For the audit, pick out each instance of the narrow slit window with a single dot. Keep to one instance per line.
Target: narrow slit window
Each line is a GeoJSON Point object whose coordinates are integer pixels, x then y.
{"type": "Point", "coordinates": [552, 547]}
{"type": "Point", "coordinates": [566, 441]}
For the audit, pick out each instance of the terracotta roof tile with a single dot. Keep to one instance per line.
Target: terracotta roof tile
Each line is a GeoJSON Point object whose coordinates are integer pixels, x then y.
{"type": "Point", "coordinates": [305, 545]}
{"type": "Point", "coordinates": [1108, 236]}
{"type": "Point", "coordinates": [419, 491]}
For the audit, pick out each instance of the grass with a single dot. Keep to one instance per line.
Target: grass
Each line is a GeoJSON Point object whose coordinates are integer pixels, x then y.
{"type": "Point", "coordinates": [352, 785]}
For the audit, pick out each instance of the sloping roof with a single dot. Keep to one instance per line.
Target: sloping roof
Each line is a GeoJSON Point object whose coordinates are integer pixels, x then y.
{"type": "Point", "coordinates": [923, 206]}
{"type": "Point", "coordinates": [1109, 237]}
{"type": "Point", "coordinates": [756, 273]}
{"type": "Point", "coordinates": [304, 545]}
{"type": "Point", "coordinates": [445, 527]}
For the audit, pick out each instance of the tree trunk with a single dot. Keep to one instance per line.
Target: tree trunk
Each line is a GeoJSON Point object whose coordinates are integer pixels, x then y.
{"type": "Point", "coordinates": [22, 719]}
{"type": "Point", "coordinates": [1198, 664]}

§ Task objective
All of the data above needs to be given again exactly.

§ Solution
For the audit, pick out each instance of the narrow slit window with a single dot. Keep to one instance per line.
Target: narrow slit window
Each line is a GeoJSON Point object whose coordinates are integer pixels, x then y.
{"type": "Point", "coordinates": [552, 547]}
{"type": "Point", "coordinates": [566, 441]}
For the audit, pick out each instance of the terracotta roof tile with a single dot. Keep to one instance per line.
Target: terracotta roof tile
Each line is a GeoJSON Point object whose coordinates are integer pixels, x then y.
{"type": "Point", "coordinates": [305, 545]}
{"type": "Point", "coordinates": [1108, 236]}
{"type": "Point", "coordinates": [419, 491]}
For the audit, pick out each instance of the grass with a single dot. Keep to one instance per line.
Target: grass
Each line is a GeoJSON Point object whose coordinates are integer pixels, x then y.
{"type": "Point", "coordinates": [352, 785]}
For the audit, pick out each instance of the sloping roof with a single dot. Keep to one instance per line.
Target: sloping roof
Each line is a GeoJSON Point object whose coordinates are integer pixels, x then y.
{"type": "Point", "coordinates": [923, 206]}
{"type": "Point", "coordinates": [1109, 237]}
{"type": "Point", "coordinates": [756, 273]}
{"type": "Point", "coordinates": [304, 545]}
{"type": "Point", "coordinates": [445, 527]}
For the audit, pick out each instance of the tree trunk with a single dot. Keep to one instance per line.
Target: tree trunk
Each line is a GeoJSON Point object whose coordinates are integer pixels, x then y.
{"type": "Point", "coordinates": [22, 719]}
{"type": "Point", "coordinates": [1198, 664]}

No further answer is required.